### WORK ORDER
Work out how many lines in the entries below contain the string "ladder". Reply with that figure alone.
⁂
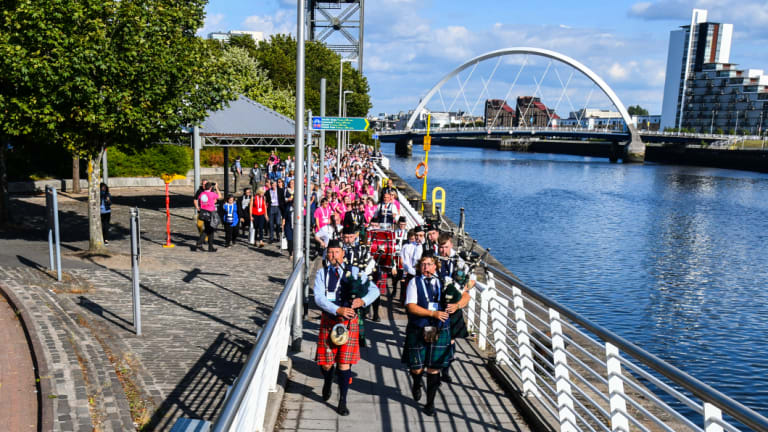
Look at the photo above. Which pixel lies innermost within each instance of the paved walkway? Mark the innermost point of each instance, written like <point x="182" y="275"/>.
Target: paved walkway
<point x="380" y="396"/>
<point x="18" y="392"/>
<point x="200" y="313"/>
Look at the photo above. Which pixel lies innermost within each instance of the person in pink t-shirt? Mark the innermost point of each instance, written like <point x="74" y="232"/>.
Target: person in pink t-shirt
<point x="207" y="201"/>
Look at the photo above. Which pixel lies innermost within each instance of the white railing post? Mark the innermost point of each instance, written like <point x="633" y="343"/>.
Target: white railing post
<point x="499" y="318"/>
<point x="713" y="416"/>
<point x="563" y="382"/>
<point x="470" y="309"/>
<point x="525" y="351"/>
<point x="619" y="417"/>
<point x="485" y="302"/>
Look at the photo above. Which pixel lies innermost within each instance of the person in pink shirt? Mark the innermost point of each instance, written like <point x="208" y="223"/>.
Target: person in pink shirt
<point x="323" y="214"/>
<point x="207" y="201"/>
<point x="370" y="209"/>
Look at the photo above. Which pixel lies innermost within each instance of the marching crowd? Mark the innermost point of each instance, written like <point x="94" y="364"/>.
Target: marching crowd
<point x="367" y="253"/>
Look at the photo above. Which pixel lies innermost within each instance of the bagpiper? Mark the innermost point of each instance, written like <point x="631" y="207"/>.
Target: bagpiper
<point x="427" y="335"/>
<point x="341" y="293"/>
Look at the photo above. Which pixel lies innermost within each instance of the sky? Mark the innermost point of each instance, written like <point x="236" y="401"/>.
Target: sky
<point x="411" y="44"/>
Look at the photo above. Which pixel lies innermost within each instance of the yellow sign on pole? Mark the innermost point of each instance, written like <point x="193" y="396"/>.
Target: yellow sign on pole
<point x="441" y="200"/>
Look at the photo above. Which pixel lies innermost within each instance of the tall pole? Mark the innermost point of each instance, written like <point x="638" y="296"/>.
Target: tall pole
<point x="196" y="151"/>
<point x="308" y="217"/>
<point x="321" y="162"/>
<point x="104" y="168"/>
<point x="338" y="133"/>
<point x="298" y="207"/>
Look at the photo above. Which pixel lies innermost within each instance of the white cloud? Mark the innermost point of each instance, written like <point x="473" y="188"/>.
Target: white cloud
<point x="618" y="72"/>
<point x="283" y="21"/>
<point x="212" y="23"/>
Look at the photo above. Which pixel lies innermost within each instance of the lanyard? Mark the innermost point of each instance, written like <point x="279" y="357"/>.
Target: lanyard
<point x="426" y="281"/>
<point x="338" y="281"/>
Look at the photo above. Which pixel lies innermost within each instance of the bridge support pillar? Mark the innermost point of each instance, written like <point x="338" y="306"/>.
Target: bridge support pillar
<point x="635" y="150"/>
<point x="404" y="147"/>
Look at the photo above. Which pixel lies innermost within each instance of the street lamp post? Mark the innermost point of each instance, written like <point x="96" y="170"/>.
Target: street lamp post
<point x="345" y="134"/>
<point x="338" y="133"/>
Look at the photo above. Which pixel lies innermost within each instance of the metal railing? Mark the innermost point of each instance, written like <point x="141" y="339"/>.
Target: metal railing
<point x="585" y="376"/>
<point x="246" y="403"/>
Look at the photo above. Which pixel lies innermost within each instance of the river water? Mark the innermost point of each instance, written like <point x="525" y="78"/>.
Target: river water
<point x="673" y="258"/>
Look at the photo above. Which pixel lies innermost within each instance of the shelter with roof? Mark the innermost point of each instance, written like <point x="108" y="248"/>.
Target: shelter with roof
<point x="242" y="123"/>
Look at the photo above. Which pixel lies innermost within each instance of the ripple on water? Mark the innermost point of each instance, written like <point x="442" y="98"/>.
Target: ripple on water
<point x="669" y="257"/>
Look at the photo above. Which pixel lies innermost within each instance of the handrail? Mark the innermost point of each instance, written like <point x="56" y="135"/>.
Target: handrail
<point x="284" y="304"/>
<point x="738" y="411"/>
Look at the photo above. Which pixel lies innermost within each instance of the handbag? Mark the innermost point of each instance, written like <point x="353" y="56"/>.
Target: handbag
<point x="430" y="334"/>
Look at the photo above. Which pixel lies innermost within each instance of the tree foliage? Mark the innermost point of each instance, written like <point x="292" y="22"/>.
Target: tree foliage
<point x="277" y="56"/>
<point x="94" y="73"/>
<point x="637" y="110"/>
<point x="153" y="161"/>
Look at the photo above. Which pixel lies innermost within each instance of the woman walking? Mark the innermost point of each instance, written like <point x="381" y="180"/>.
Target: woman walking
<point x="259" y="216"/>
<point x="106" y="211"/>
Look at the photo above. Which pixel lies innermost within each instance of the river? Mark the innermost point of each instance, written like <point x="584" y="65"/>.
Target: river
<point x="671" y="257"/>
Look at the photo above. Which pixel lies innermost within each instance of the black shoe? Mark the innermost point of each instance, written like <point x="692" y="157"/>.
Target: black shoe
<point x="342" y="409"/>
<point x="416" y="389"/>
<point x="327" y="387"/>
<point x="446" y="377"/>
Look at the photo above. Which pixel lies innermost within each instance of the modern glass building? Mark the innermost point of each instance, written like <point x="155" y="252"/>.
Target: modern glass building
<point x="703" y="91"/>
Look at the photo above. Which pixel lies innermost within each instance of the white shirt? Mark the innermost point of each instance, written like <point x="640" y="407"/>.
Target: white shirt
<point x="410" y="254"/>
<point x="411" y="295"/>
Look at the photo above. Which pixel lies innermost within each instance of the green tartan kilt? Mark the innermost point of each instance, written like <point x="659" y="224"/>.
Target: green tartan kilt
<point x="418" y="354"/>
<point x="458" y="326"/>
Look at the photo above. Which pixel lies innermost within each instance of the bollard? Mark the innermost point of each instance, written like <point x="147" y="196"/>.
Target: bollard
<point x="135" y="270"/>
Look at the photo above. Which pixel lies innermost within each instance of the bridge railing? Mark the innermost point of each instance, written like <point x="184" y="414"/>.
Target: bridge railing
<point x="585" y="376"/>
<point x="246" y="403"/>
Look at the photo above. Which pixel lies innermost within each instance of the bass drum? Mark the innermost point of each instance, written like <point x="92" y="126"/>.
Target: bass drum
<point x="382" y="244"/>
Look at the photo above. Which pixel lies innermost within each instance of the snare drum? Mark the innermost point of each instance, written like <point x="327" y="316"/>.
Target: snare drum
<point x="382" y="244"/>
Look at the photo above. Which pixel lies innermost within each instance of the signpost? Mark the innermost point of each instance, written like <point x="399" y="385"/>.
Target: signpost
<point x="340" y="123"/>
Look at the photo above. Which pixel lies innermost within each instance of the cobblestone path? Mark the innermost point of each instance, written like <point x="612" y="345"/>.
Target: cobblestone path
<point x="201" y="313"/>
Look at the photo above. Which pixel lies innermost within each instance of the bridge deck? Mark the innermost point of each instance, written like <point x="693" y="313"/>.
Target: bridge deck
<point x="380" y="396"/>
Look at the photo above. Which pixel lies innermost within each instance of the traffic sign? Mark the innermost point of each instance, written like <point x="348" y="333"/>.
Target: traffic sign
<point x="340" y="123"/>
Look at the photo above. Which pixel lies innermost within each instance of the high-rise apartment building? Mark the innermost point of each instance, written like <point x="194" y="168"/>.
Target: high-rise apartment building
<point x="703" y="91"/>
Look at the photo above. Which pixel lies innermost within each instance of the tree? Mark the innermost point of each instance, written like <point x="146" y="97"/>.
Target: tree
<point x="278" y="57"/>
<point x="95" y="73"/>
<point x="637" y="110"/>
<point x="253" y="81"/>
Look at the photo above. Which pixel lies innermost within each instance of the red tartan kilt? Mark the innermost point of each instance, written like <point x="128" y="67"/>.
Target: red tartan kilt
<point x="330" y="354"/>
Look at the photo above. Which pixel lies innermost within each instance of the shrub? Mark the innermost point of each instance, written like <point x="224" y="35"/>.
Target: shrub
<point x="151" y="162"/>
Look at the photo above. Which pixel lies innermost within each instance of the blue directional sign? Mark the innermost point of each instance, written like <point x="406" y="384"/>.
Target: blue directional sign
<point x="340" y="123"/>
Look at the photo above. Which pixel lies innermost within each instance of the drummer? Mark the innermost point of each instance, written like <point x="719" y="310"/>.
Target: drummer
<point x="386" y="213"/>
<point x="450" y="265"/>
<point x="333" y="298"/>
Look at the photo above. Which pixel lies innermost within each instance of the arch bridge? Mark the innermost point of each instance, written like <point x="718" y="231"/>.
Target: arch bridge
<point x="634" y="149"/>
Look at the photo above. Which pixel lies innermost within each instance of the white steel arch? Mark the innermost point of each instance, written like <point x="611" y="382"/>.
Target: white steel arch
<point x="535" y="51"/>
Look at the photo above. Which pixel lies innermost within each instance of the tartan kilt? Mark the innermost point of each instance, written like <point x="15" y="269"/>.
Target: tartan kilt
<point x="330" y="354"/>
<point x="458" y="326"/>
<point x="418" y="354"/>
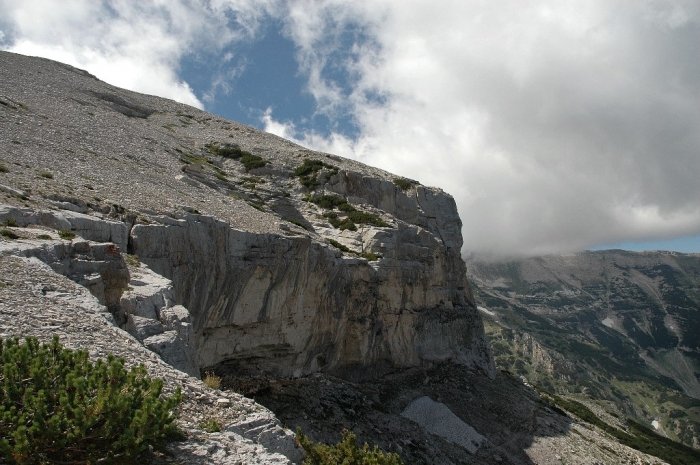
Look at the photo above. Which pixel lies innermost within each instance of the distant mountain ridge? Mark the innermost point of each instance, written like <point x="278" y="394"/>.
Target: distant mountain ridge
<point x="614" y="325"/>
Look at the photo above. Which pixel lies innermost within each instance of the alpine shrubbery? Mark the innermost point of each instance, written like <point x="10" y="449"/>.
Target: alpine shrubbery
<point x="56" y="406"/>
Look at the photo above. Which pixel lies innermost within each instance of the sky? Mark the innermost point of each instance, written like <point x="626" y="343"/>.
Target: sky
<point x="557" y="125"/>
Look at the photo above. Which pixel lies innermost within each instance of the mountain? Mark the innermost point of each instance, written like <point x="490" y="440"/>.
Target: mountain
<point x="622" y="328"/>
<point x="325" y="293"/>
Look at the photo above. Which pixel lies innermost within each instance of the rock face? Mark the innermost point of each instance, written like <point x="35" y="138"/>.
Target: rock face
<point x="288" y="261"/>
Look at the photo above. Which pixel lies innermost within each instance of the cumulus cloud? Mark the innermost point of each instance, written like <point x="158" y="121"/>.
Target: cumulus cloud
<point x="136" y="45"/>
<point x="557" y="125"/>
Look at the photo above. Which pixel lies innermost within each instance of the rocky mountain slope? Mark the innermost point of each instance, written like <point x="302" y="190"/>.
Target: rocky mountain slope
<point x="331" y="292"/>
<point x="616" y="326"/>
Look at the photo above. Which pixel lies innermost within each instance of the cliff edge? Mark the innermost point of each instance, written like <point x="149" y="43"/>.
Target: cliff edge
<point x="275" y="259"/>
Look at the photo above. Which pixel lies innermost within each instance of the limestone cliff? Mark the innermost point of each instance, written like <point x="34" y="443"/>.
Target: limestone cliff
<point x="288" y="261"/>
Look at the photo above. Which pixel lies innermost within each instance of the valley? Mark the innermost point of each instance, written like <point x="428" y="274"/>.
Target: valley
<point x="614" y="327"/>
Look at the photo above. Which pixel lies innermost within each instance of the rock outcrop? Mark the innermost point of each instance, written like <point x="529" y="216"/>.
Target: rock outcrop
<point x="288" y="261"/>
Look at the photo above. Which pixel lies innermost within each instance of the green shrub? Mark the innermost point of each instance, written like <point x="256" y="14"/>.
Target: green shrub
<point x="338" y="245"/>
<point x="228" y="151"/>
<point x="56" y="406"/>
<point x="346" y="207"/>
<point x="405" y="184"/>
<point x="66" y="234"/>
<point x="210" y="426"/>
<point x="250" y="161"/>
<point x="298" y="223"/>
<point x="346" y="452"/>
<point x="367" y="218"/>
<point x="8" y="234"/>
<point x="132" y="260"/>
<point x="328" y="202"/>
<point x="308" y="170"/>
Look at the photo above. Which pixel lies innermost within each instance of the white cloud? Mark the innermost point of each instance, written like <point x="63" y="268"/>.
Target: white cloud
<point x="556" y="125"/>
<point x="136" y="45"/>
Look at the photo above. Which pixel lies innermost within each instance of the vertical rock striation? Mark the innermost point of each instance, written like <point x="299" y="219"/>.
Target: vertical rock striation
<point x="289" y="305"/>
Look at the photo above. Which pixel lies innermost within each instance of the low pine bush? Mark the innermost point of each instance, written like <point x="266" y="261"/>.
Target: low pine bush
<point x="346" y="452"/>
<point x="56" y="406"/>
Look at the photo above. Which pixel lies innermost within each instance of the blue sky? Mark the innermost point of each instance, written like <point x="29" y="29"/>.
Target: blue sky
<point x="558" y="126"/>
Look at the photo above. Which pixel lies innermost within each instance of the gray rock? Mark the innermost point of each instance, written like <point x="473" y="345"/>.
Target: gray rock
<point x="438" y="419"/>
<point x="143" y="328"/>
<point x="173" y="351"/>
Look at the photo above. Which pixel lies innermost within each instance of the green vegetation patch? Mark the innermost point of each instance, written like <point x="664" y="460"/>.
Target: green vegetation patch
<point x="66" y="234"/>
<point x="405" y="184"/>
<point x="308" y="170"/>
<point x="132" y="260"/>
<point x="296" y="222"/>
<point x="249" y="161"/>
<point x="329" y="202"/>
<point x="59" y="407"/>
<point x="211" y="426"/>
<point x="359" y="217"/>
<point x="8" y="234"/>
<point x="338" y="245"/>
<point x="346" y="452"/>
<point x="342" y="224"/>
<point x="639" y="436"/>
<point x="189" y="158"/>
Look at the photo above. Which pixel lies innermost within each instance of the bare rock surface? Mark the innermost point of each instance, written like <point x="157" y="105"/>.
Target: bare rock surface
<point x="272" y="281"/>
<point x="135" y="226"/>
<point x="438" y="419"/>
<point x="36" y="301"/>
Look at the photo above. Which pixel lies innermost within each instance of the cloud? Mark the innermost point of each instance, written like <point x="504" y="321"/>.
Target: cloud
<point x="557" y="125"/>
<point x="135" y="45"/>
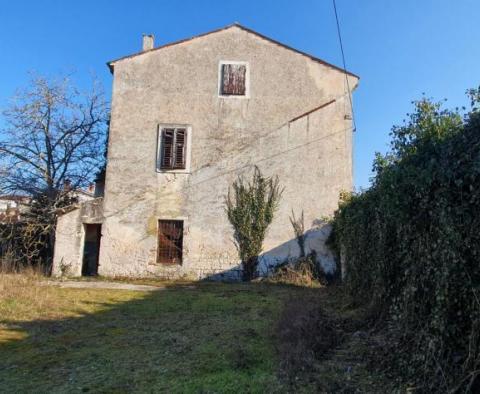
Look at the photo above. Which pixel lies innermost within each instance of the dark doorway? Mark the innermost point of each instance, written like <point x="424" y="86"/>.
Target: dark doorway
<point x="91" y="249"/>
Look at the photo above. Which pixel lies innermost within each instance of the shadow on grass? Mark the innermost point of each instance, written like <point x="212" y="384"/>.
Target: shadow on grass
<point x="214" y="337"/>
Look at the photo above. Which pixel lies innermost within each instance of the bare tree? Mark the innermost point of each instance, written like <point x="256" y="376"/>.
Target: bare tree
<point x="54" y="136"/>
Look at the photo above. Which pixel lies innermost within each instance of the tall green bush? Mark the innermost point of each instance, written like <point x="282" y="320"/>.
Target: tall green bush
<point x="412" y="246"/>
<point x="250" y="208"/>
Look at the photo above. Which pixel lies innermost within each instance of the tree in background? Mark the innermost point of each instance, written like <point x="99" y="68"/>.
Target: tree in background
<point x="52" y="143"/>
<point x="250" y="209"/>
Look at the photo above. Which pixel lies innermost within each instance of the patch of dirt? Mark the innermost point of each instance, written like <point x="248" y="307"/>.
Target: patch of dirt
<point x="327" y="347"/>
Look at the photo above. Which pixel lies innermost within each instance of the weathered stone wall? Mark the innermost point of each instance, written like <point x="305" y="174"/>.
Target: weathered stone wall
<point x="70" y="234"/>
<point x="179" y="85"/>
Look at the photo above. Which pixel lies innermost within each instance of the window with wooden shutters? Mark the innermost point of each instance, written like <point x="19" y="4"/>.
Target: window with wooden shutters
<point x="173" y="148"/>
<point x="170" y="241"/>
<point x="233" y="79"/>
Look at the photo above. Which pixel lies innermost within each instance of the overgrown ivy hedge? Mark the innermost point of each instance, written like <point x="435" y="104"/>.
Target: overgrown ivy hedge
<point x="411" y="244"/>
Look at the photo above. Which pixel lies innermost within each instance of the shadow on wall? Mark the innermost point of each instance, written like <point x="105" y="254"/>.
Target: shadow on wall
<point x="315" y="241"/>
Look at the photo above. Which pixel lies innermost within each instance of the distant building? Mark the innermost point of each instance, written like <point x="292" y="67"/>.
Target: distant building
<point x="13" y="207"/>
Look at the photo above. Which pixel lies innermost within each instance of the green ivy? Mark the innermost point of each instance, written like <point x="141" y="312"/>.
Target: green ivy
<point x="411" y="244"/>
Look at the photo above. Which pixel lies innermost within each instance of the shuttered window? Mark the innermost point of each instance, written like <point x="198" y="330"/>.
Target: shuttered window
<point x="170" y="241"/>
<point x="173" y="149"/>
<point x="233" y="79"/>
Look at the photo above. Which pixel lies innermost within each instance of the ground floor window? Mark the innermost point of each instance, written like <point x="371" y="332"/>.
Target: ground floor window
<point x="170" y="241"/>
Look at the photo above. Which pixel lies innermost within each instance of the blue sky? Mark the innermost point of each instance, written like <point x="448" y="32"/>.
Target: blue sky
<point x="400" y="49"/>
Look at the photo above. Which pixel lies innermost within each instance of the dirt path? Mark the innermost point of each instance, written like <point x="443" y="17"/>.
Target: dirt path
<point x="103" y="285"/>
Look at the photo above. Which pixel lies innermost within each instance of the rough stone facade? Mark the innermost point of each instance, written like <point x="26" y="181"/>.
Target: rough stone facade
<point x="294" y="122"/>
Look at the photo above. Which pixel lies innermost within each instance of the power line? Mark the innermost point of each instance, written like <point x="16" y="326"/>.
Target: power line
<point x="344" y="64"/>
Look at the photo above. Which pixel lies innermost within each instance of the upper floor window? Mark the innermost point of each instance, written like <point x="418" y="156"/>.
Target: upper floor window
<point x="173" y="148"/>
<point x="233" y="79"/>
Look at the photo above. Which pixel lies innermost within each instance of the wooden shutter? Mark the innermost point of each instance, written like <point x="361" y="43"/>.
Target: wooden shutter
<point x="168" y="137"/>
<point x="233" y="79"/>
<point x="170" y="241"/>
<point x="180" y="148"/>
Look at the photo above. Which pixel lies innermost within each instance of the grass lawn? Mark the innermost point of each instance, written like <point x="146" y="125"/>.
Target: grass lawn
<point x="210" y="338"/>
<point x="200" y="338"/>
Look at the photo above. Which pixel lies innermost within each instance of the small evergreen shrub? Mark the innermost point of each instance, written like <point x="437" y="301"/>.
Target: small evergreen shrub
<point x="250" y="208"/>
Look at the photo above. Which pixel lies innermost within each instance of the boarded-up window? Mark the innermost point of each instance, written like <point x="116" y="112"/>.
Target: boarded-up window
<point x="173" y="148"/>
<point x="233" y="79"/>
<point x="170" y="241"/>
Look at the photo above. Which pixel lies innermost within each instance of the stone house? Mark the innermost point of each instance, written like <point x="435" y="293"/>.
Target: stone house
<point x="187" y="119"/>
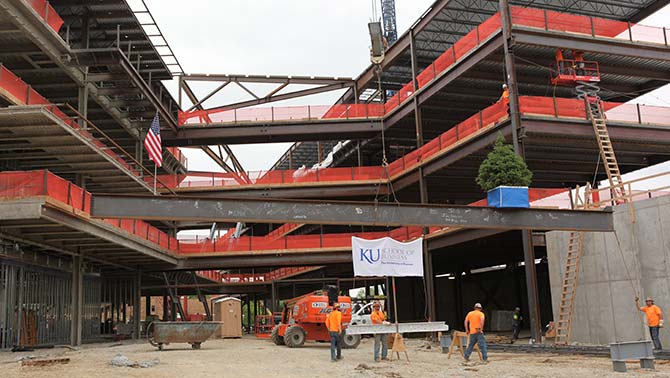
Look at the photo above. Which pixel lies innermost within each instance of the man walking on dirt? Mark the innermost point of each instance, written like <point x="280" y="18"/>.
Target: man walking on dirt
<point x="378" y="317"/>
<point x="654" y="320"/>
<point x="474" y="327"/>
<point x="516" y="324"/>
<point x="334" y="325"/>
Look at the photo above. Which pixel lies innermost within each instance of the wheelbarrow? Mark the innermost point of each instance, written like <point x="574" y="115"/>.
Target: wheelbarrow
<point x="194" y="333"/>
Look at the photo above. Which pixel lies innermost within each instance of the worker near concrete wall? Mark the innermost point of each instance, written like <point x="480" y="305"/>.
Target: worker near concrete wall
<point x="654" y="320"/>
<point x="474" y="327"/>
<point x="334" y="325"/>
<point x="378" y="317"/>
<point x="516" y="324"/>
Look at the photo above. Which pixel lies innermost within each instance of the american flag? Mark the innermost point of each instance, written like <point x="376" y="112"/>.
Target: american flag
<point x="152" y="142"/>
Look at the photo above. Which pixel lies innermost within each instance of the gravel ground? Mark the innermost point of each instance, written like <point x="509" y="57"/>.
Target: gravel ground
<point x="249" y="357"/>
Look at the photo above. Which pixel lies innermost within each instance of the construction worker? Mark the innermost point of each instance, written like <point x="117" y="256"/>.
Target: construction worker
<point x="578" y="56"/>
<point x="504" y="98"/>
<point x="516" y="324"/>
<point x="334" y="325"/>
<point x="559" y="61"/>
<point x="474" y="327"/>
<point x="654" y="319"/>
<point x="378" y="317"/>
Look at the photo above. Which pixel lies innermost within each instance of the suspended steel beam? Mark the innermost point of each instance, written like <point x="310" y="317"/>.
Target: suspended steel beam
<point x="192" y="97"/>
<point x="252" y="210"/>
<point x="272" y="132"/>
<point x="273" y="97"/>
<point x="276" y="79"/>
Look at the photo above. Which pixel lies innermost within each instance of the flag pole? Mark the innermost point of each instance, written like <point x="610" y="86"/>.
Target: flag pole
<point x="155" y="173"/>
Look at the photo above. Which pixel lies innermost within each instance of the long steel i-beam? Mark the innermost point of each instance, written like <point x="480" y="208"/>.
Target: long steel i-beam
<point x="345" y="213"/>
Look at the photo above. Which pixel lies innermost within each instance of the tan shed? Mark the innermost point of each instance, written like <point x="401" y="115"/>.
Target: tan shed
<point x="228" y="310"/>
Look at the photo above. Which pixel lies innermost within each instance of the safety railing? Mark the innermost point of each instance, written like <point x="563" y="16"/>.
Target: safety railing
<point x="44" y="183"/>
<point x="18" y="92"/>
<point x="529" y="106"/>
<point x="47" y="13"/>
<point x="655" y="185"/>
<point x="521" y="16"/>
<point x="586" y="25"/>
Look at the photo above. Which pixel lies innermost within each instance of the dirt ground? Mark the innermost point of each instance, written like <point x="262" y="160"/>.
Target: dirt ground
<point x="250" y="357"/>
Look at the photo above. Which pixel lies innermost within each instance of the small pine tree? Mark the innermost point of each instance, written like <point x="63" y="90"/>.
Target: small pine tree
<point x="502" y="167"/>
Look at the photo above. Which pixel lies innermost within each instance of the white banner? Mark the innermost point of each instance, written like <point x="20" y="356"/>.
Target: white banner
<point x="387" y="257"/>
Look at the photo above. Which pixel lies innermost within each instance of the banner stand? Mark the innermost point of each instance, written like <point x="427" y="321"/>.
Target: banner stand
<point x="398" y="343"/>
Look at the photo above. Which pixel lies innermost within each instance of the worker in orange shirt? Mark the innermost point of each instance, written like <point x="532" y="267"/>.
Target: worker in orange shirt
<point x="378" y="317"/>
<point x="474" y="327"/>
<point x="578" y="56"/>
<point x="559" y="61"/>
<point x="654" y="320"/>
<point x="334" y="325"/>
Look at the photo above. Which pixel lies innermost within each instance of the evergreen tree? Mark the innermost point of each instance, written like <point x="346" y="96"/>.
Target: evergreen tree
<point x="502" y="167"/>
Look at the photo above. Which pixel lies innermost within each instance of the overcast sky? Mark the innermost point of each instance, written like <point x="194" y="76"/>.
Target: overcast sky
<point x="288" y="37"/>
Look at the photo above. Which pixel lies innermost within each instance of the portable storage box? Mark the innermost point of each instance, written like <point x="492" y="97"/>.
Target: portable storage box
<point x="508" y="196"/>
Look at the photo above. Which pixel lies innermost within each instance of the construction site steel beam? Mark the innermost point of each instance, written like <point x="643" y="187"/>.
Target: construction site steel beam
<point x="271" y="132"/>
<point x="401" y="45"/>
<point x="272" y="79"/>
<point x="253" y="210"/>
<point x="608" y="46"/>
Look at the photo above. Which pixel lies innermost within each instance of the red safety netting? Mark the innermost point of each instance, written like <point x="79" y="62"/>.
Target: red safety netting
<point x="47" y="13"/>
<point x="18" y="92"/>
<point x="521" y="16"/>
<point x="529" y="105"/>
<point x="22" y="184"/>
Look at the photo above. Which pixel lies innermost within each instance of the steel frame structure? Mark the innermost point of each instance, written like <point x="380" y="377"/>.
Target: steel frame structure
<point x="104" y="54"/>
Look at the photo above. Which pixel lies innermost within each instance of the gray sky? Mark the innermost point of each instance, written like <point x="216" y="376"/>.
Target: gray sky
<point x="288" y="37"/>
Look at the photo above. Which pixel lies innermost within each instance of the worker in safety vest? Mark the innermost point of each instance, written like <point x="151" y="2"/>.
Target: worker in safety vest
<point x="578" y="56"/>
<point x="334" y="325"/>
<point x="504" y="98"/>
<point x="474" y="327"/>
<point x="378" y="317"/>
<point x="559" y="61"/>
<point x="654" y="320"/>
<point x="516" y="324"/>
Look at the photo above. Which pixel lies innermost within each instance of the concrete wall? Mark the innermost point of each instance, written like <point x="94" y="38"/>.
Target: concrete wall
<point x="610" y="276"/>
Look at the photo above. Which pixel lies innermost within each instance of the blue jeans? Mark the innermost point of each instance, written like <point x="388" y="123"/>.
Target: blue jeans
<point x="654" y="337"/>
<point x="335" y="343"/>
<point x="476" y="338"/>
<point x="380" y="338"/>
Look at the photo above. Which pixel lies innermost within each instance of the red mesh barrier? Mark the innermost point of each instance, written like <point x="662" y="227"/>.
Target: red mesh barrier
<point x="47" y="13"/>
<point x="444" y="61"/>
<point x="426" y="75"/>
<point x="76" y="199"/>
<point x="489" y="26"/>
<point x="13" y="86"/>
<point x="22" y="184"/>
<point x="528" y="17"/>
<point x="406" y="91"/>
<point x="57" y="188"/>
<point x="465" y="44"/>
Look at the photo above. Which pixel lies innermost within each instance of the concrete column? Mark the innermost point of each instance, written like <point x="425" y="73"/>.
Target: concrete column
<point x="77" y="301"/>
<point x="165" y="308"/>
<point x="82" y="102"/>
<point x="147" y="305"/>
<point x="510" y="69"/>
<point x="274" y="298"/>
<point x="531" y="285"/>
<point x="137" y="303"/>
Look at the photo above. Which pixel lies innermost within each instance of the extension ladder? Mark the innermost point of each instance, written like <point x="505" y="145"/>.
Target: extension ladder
⁂
### ANSWER
2